Problème A:
D'après l'article sur l'examen des bilans bancaires par la BCE, à partir de quelle date la BCE doit-elle devenir le superviseur bancaire unique ?
Problème B:
Poursuivez l'article sur l'examen des bilans bancaires par la BCE à partir de sa dernière phrase.

Texte fourni:
────────

Francfort - La Banque centrale européenne (BCE) a dévoilé mercredi ses critères d'évaluation des bilans des banques de la zone euro, une étape jugée cruciale et pour sa crédibilité et pour la poursuite de la guérison du système financier de la région.
"C'est une avancée importante pour l'Europe et l'avenir de l'économie de la zone euro", a souligné son président Mario Draghi, dans un communiqué.
Cet état des lieux --baptisé asset quality review (AQR)--, réalisé avant que la BCE n'endosse le rôle de superviseur bancaire unique (SSM) à partir de novembre 2014, se doit d'assurer la transparence des banques, de "réparer" ce qui doit l'être dans leurs bilans et ainsi d'assurer un retour définitif de la confiance des investisseurs privés, souligne la BCE.
Car si la situation s'est notablement améliorée depuis deux ans grâce à l'action de la BCE et aux réformes entreprises par les Etats membres, les incertitudes continuent de planer sur la santé des établissements européens, a rappelé Ignazio Angeloni, directeur général pour la Stabilité financière, lors d'une conférence de presse.

────────

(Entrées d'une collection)
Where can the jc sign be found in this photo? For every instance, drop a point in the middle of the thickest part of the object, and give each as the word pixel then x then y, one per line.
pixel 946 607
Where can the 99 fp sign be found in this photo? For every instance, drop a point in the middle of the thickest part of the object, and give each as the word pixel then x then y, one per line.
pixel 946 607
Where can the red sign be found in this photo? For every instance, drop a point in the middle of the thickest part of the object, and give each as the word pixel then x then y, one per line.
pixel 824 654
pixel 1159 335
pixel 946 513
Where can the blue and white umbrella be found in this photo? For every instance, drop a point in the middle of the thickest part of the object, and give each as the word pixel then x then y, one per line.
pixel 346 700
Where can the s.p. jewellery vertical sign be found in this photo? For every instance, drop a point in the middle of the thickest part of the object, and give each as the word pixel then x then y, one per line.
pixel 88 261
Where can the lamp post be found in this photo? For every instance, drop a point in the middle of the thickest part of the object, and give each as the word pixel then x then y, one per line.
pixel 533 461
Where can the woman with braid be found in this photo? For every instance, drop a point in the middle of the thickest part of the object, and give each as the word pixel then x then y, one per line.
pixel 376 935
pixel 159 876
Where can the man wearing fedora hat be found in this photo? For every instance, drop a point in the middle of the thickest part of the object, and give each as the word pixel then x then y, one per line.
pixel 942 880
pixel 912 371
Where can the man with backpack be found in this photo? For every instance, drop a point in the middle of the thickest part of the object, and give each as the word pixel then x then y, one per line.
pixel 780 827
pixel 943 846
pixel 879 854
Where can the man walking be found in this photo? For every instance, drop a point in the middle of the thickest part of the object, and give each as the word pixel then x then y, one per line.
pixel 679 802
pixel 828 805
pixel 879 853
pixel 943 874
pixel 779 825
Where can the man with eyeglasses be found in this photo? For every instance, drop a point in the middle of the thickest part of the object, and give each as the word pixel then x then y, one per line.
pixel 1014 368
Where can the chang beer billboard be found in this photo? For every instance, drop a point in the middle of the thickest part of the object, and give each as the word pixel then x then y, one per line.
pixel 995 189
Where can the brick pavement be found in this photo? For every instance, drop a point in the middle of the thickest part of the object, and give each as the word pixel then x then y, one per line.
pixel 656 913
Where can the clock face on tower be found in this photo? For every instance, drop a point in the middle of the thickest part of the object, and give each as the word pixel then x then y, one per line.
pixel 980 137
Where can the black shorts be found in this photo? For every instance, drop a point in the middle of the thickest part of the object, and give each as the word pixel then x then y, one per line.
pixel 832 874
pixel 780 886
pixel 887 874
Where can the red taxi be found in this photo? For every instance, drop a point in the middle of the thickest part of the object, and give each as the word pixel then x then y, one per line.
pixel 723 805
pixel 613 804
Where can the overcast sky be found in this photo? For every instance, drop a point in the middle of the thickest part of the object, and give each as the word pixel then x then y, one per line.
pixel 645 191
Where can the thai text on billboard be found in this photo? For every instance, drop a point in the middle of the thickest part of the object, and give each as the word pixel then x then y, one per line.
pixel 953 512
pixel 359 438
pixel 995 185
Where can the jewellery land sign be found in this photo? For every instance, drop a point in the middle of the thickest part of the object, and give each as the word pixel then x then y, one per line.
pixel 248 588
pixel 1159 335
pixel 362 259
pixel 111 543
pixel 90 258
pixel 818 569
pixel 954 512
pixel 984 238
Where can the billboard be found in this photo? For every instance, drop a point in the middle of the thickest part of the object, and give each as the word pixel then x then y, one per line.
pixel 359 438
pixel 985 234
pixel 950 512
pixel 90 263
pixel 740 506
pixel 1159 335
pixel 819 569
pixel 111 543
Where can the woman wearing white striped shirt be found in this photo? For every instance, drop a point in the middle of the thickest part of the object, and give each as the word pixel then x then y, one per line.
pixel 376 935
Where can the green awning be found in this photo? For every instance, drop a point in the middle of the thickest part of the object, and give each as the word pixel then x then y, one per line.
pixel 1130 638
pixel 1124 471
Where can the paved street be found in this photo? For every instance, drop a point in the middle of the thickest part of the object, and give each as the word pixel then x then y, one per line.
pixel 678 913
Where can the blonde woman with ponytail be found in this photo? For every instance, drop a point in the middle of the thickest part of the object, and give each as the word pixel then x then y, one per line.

────────

Réponse A:
À partir de novembre 2014.

Réponse B:
Et les déroutes récentes de Bankia en Espagne ou de l'italienne BMPS ont contribué à entretenir ces doutes ainsi que la méfiance sur la capacité des autorités nationales de supervision à évaluer leurs banques sans complaisance.
Pour son AQR, la BCE s'appuiera toutefois sur ces superviseurs nationaux, avec le soutien du cabinet de conseil externe Oliver Wyman. Le travail démarrera en novembre avec la définition du portefeuille qui sera examiné dans chaque pays, pour une mise en oeuvre début 2014.
La BCE, qui a décidé de réclamer de chacune des banques un ratio de fonds propres de 8%, examinera les risques présentés par le bilan des 124 banques concernées, en se penchant sur leurs liquidités, leur endettement et leur financement.
Le deuxième pilier de l'exercice vise à passer en revue les actifs des banques au 31 décembre 2013, et s'intéressera aux actifs les plus risqués et les moins transparents des banques.
Un test de résistance, mené conjointement avec l'Autorité bancaire européenne (EBA), complètera l'examen en fournissant un aperçu de la capacité des banques à absorber des chocs dans des conditions de tension, voire de crise. Ses détails seront communiqués plus tard, la discussion n'étant pas terminée, selon M. Angeloni.
BEAUCOUP DE BRUIT
Avec ces annonces, le premier jalon du projet d'Union bancaire "est sur les rails pour de bon", a commenté Christian Schulz, économiste de la banque Berenberg.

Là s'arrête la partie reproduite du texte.